§ WHAT THE EXERCISE ASKS
Reproduce the listing below in full, swapping each occurrence of "Trace" for "Draw" and changing nothing else.

[Dataset excerpt]
— begin —
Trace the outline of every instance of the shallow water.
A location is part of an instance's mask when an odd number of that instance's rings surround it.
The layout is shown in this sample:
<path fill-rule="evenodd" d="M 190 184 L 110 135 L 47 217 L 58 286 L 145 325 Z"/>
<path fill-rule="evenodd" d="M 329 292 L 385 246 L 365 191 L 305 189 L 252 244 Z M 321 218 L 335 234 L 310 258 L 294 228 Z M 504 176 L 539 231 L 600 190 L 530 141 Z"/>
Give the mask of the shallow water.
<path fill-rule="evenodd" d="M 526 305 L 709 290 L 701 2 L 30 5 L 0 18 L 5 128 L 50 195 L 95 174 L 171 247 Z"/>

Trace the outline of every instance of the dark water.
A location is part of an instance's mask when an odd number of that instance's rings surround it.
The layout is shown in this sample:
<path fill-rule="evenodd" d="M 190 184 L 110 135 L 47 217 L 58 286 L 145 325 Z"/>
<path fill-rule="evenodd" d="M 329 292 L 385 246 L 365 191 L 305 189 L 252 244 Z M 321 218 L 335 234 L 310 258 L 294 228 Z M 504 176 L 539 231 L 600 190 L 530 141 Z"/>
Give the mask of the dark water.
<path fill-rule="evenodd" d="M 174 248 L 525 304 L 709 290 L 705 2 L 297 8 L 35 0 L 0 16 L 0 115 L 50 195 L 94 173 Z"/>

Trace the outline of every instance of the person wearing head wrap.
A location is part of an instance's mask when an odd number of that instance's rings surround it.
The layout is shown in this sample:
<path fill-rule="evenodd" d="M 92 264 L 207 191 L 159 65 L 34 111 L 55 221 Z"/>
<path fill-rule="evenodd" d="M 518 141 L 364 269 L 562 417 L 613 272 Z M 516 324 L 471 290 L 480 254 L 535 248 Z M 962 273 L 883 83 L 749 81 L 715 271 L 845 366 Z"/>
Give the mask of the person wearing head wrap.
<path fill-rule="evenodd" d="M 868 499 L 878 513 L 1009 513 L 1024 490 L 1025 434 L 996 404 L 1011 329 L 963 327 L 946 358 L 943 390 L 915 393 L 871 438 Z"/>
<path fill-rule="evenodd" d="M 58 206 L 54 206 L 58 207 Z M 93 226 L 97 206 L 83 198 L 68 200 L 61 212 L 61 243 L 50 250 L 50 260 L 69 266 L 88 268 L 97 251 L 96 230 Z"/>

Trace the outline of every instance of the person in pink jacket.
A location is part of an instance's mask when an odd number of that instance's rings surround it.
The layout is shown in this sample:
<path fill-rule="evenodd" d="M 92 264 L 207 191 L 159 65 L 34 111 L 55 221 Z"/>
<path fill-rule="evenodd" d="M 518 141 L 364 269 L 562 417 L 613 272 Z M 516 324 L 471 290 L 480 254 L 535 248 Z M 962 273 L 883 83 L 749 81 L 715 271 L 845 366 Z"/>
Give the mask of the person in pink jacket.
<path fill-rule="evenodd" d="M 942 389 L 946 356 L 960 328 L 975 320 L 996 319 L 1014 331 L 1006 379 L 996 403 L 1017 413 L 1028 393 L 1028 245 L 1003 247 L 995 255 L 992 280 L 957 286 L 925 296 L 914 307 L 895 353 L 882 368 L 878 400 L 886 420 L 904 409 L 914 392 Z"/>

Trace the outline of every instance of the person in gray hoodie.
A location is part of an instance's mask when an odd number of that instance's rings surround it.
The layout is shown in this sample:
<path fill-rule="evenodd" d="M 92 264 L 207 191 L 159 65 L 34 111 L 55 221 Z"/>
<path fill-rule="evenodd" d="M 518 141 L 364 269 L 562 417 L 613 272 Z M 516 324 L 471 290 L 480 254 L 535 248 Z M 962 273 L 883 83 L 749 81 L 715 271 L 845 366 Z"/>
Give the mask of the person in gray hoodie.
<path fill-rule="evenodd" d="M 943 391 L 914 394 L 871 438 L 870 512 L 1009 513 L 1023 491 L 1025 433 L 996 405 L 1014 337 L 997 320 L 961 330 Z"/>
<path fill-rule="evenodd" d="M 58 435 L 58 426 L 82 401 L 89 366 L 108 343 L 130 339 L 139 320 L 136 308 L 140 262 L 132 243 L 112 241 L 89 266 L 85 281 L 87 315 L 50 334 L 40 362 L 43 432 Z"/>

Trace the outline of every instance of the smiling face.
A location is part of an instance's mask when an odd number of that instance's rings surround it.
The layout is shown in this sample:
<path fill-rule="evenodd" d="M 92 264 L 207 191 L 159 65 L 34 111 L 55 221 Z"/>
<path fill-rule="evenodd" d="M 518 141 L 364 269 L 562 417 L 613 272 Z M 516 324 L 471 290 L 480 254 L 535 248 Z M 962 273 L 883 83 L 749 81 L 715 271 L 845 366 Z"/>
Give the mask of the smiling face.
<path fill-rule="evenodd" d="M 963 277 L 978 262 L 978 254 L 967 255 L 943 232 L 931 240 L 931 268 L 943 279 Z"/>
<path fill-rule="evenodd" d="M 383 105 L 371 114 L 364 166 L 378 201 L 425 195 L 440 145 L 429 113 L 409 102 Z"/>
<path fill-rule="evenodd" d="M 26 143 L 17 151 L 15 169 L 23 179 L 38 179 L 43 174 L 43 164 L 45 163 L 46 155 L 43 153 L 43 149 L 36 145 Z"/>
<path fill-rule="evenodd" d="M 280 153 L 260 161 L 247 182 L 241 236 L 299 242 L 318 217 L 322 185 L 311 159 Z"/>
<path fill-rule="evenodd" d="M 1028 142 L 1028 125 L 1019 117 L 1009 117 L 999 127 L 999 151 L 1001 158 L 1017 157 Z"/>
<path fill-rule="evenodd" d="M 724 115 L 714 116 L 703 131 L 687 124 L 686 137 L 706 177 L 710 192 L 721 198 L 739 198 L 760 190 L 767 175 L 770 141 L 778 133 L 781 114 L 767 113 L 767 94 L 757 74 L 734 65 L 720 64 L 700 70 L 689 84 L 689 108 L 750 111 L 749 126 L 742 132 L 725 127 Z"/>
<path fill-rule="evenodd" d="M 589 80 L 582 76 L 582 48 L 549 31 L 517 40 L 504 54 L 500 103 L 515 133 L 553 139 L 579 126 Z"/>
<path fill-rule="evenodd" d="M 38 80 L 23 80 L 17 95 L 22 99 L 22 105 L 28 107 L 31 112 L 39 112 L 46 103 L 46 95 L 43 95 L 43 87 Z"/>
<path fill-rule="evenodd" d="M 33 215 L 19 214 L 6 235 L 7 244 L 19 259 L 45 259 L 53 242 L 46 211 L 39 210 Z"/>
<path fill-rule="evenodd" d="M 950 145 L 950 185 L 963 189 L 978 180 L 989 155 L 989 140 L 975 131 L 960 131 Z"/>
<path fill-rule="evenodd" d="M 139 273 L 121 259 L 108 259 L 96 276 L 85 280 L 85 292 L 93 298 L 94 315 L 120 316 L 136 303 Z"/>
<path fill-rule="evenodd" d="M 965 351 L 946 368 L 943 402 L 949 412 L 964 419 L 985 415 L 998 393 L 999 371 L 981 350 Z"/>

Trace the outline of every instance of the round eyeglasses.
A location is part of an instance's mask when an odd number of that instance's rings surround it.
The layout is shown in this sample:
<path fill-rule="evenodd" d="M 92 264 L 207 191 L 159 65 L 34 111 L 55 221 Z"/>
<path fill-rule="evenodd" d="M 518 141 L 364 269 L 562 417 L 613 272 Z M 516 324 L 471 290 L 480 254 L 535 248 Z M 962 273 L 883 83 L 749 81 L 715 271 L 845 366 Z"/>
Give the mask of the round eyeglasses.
— end —
§ REPLY TO THE EXERCISE
Draw the outline of every instance of the shallow water.
A location is part of an instance's mask when an odd number of that instance's rings surround it.
The layout is shown in this sample:
<path fill-rule="evenodd" d="M 190 184 L 110 135 L 47 217 L 58 286 L 145 325 Z"/>
<path fill-rule="evenodd" d="M 329 292 L 385 246 L 365 191 L 305 189 L 252 244 Z M 321 218 L 335 234 L 310 258 L 294 228 Z M 504 176 L 539 231 L 600 190 L 530 141 Z"/>
Give the mask of the shallow water.
<path fill-rule="evenodd" d="M 526 305 L 709 290 L 701 2 L 30 5 L 0 18 L 5 128 L 50 195 L 95 174 L 171 247 Z"/>

Draw the outline of every instance of the dark water.
A location is part of an instance's mask when an odd number of that instance's rings surround it.
The layout is shown in this sample:
<path fill-rule="evenodd" d="M 190 184 L 110 135 L 47 217 L 58 286 L 145 325 Z"/>
<path fill-rule="evenodd" d="M 329 292 L 385 246 L 365 191 L 305 189 L 252 244 Z M 321 218 L 335 234 L 310 258 L 294 228 Z M 504 176 L 539 231 L 600 190 L 530 141 Z"/>
Give the mask of the dark water.
<path fill-rule="evenodd" d="M 174 248 L 525 304 L 709 290 L 705 2 L 297 8 L 35 0 L 0 16 L 0 115 L 50 195 L 94 173 Z"/>

Draw the outline of every instance of the person wearing head wrap.
A location is part of an instance's mask when an odd number of that instance's rings surround it.
The layout is shown in this sample:
<path fill-rule="evenodd" d="M 92 264 L 207 191 L 159 65 L 34 111 L 55 221 Z"/>
<path fill-rule="evenodd" d="M 518 141 L 364 269 L 562 417 L 613 272 Z M 516 324 L 471 290 L 480 254 L 535 248 Z M 962 273 L 883 83 L 749 81 L 715 271 L 845 366 Z"/>
Give the mask of the person wearing head wrap.
<path fill-rule="evenodd" d="M 868 499 L 878 513 L 1009 513 L 1024 490 L 1025 434 L 996 404 L 1011 329 L 963 327 L 946 358 L 943 390 L 915 393 L 871 438 Z"/>
<path fill-rule="evenodd" d="M 58 206 L 54 206 L 58 207 Z M 93 226 L 97 206 L 83 198 L 68 200 L 61 212 L 61 243 L 50 250 L 50 260 L 69 266 L 88 268 L 97 251 L 96 230 Z"/>

Draw the outline of every instance of the person in pink jacket.
A location is part of an instance's mask when an odd number of that instance's rings surround it.
The layout is shown in this sample:
<path fill-rule="evenodd" d="M 92 264 L 207 191 L 159 65 L 34 111 L 55 221 Z"/>
<path fill-rule="evenodd" d="M 518 141 L 364 269 L 562 417 L 613 272 Z M 516 324 L 471 290 L 480 254 L 535 248 Z M 962 273 L 883 83 L 749 81 L 715 271 L 845 366 Z"/>
Give the mask of the person in pink jacket.
<path fill-rule="evenodd" d="M 942 389 L 946 356 L 960 328 L 975 320 L 996 319 L 1014 331 L 1006 379 L 996 403 L 1017 413 L 1028 393 L 1028 245 L 1003 247 L 995 255 L 992 280 L 957 286 L 925 296 L 914 307 L 895 353 L 882 368 L 878 400 L 886 420 L 904 409 L 914 392 Z"/>

Draw the outline of every instance of the person in gray hoodie.
A location is part of an instance's mask when an odd number of that instance's rings surround it.
The layout is shown in this sample:
<path fill-rule="evenodd" d="M 92 264 L 207 191 L 159 65 L 34 111 L 55 221 Z"/>
<path fill-rule="evenodd" d="M 518 141 L 364 269 L 562 417 L 613 272 Z M 516 324 L 471 290 L 480 254 L 535 248 Z M 962 273 L 883 83 L 749 81 L 715 271 L 845 366 Z"/>
Give the mask of the person in gray hoodie.
<path fill-rule="evenodd" d="M 943 391 L 914 394 L 871 438 L 870 512 L 1009 513 L 1023 491 L 1025 433 L 996 405 L 1014 337 L 997 320 L 961 330 Z"/>
<path fill-rule="evenodd" d="M 58 435 L 58 426 L 82 401 L 89 366 L 108 343 L 130 339 L 139 320 L 136 308 L 140 262 L 132 243 L 112 241 L 89 266 L 85 281 L 87 315 L 50 334 L 40 362 L 43 432 Z"/>

Draw the outline of every instance of the smiling face.
A location is part of an instance's mask when an odd number of that instance's rings surround it.
The layout is shown in this sample:
<path fill-rule="evenodd" d="M 92 264 L 207 191 L 159 65 L 34 111 L 55 221 Z"/>
<path fill-rule="evenodd" d="M 518 141 L 364 269 L 562 417 L 613 272 Z M 516 324 L 471 290 L 480 254 L 535 248 Z M 962 273 L 883 83 L 749 81 L 715 271 L 845 366 Z"/>
Give the mask of the smiling face.
<path fill-rule="evenodd" d="M 963 277 L 978 262 L 978 254 L 967 255 L 943 232 L 931 240 L 931 268 L 943 279 Z"/>
<path fill-rule="evenodd" d="M 383 105 L 371 114 L 364 166 L 378 201 L 425 195 L 440 145 L 429 113 L 409 102 Z"/>
<path fill-rule="evenodd" d="M 26 143 L 17 151 L 15 169 L 23 179 L 38 179 L 43 174 L 43 164 L 45 163 L 46 155 L 43 153 L 43 149 L 36 145 Z"/>
<path fill-rule="evenodd" d="M 280 153 L 260 161 L 247 182 L 241 236 L 299 242 L 318 217 L 322 185 L 311 159 Z"/>
<path fill-rule="evenodd" d="M 1028 142 L 1028 125 L 1019 117 L 1009 117 L 999 127 L 999 151 L 1001 158 L 1017 157 Z"/>
<path fill-rule="evenodd" d="M 724 115 L 714 116 L 703 131 L 687 124 L 686 137 L 706 177 L 710 192 L 721 198 L 739 198 L 760 190 L 767 175 L 770 141 L 778 133 L 781 114 L 767 113 L 767 94 L 757 74 L 734 65 L 720 64 L 700 70 L 689 84 L 689 108 L 750 111 L 749 126 L 742 132 L 725 127 Z"/>
<path fill-rule="evenodd" d="M 589 80 L 582 76 L 582 48 L 549 31 L 517 40 L 504 54 L 500 103 L 515 133 L 553 139 L 579 126 Z"/>
<path fill-rule="evenodd" d="M 38 80 L 23 80 L 17 95 L 22 99 L 22 105 L 28 107 L 31 112 L 39 112 L 46 103 L 46 95 L 43 95 L 43 87 Z"/>
<path fill-rule="evenodd" d="M 33 215 L 19 214 L 6 235 L 7 244 L 19 259 L 45 259 L 53 242 L 46 211 L 39 210 Z"/>
<path fill-rule="evenodd" d="M 950 145 L 950 185 L 963 189 L 978 180 L 989 155 L 989 140 L 975 131 L 960 131 Z"/>
<path fill-rule="evenodd" d="M 139 273 L 121 259 L 108 259 L 96 276 L 85 280 L 85 292 L 93 298 L 94 315 L 120 316 L 136 303 Z"/>
<path fill-rule="evenodd" d="M 965 351 L 946 368 L 943 402 L 949 412 L 964 419 L 985 415 L 998 393 L 999 371 L 981 350 Z"/>

Draw the outline of every instance of the round eyeglasses.
A location is part of an instance's mask when an odd number of that instance's rings surround it.
The layout is shown in this sample:
<path fill-rule="evenodd" d="M 92 264 L 207 191 L 159 65 L 34 111 L 55 221 Z"/>
<path fill-rule="evenodd" d="M 518 141 L 364 269 L 562 417 L 613 272 Z M 516 324 L 471 290 L 480 254 L 535 248 Z M 962 273 L 883 83 L 749 81 L 715 271 L 845 366 Z"/>
Give the mask of the round eyeglasses.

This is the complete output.